(Dataset entries)
*** Begin section ***
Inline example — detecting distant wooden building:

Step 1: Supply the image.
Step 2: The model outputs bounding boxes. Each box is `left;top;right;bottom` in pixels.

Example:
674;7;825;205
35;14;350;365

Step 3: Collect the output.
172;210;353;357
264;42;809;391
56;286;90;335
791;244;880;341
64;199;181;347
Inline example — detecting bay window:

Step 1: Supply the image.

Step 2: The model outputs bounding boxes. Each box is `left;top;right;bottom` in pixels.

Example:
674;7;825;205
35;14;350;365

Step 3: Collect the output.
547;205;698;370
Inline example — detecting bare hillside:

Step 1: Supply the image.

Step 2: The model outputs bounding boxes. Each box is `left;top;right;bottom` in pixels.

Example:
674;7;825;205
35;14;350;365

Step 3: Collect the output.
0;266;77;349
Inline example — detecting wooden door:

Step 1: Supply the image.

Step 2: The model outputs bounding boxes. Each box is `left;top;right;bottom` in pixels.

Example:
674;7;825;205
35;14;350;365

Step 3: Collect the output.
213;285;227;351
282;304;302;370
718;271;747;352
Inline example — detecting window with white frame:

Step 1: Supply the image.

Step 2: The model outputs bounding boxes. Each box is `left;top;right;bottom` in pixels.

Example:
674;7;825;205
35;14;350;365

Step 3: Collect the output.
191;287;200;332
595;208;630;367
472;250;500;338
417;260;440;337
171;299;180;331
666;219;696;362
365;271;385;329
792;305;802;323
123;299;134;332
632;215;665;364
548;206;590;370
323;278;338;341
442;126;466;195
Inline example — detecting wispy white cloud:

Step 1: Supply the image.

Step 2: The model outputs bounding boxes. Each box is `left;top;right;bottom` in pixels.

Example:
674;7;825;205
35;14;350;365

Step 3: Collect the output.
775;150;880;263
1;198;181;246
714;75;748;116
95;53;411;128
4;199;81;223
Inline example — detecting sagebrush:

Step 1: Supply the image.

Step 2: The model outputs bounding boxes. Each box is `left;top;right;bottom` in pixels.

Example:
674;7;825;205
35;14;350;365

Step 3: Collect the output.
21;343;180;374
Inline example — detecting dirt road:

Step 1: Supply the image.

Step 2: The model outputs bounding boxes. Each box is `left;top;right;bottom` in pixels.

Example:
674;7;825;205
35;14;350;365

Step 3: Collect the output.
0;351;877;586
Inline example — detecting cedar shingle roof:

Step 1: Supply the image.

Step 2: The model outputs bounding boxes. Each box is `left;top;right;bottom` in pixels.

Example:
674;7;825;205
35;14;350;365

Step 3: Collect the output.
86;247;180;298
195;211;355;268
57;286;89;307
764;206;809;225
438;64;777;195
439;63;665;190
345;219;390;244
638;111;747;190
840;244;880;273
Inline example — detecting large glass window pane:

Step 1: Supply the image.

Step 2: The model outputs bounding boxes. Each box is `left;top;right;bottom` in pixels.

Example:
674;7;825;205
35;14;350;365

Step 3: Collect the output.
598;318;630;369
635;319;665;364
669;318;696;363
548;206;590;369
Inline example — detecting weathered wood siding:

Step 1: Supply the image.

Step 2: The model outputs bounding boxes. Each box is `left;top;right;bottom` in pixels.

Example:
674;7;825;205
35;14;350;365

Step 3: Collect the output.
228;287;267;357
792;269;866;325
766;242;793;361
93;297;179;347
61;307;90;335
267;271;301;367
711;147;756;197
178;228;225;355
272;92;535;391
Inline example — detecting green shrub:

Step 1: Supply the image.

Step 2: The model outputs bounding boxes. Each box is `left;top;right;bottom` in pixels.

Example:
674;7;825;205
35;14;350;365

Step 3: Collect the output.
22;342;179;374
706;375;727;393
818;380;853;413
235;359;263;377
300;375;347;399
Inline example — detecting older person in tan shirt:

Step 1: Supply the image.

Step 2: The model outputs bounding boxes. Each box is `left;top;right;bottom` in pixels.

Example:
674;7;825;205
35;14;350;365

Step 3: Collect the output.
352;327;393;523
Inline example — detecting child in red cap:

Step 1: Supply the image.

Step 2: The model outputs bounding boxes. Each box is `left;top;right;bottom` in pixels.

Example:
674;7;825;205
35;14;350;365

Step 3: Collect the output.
*** End section ***
* [TASK TO COMPLETE] What you return must match the data word for word.

* [FINAL ANSWER]
Inline example — detecting distant wooden building:

Step 1: Supply the image.
Step 2: The model outputs bounding boxes. Each box is `left;top;right;bottom` in pixels.

Example:
674;7;825;205
35;14;350;365

Step 3: Collect the output.
172;210;353;357
264;42;809;391
56;286;90;335
791;244;880;341
64;199;181;347
Inline example — detecting bay window:

Step 1: Supply the image.

Step 2: The model outputs bounding boxes. Each box is `left;top;right;bottom` in pixels.

Example:
674;7;825;205
35;14;350;365

Step 3: Collect the output.
547;205;698;370
Inline example — detecting bare hillside:

Step 1: Supply the image.

Step 2: The model outputs bounding boxes. Each box is `left;top;right;bottom` in pixels.

Example:
674;7;825;205
35;14;350;365

Step 3: Collect the output.
0;266;77;349
Inline example — detecting wooden door:

Step 1: Supply the image.

Step 2: The model outputs bounding boxes. Each box is `left;top;right;bottom` in pixels.

Example:
674;7;825;205
35;14;350;365

Step 3: Collect the output.
213;285;227;351
282;304;302;370
718;271;747;352
Inline example — detecting window with white frame:

Step 1: Supply the image.

Step 2: The model outputs bounding boxes. Each box is `left;top;right;bottom` in pixels.

Example:
674;7;825;205
35;14;350;365

Step 3: Collect the output.
191;287;200;332
595;208;630;367
472;250;500;338
417;260;440;337
171;299;180;331
666;219;696;362
365;271;385;329
792;305;802;323
123;299;134;332
632;215;665;364
548;206;590;370
323;278;338;341
442;126;466;195
Inline example — detecting wispy white cloud:

Step 1: Supply the image.

Step 2: The model outputs bounding boxes. Each box is `left;top;right;bottom` in pixels.

Example:
674;7;825;205
35;14;350;365

Step 3: Collect the output.
775;150;880;263
1;198;181;246
714;75;748;116
95;53;411;128
4;199;81;223
Inline example — detecting sagebrush:

Step 1: Supply the image.

Step 2: The model outputs bounding boxes. Each box is `left;top;right;bottom` in pixels.

Example:
674;7;825;205
35;14;350;365

Step 3: Collect the output.
21;343;180;374
Inline example — detecting dirt road:

Step 1: Supply the image.

Step 2: The model outputs bounding boxes. Each box is `left;top;right;bottom` in pixels.

Example:
674;7;825;205
35;14;350;365

Step 3: Collect the output.
0;351;877;586
Inline example — detecting cedar shingle roof:

Step 1: Supply the image.

Step 2: The model outputs bounding boxes. Each box is `left;top;right;bottom` in pixels.

Example:
674;7;825;205
35;14;350;365

Step 3: Collect the output.
86;247;180;298
195;211;355;268
57;286;89;307
764;206;809;225
438;64;777;195
439;63;665;190
345;219;390;244
638;111;747;190
840;244;880;273
Inline example — detecting large glass window pane:

Step 1: Supply the image.

Step 2: The model outputs bounding boxes. Each box is `left;top;right;bottom` in pixels.

Example:
674;7;825;205
35;14;350;365

Step 3: Collect the output.
598;318;630;369
635;319;665;364
669;318;696;363
548;206;590;369
Inline example — detecting weathered wood siding:

Step 1: Supply the image.

Step 2: The model outputs bounding boxes. Each box is `left;top;right;bottom` in pixels.

Example:
674;7;825;205
35;14;350;365

Step 3: Collect the output.
228;287;267;357
792;269;866;325
766;242;793;361
93;297;179;347
61;307;90;335
267;271;301;367
711;147;756;197
178;228;225;355
272;92;535;391
Inline example — detecting green shrub:

Step 1: Supply the image.

Step 2: The model outputs bounding boxes. Each box is `left;top;right;bottom` in pixels.

Example:
674;7;825;205
35;14;350;365

Step 3: Collect the output.
22;342;179;374
706;375;727;393
818;380;853;413
235;359;263;377
300;375;347;399
Inline example — detecting older person in tan shirt:

Step 1: Supply the image.

Step 2: The model outputs bounding boxes. Each box is `left;top;right;bottom` in pixels.

Example:
674;7;825;205
35;14;350;365

Step 3: Collect the output.
352;327;393;523
Inline example — detecting child in red cap:

Step 1: Supply the image.

Step 2: The model outputs bounding boxes. Each box is `left;top;right;bottom` in pixels.

Example:
674;7;825;205
35;14;350;365

Step 3: Collect the output.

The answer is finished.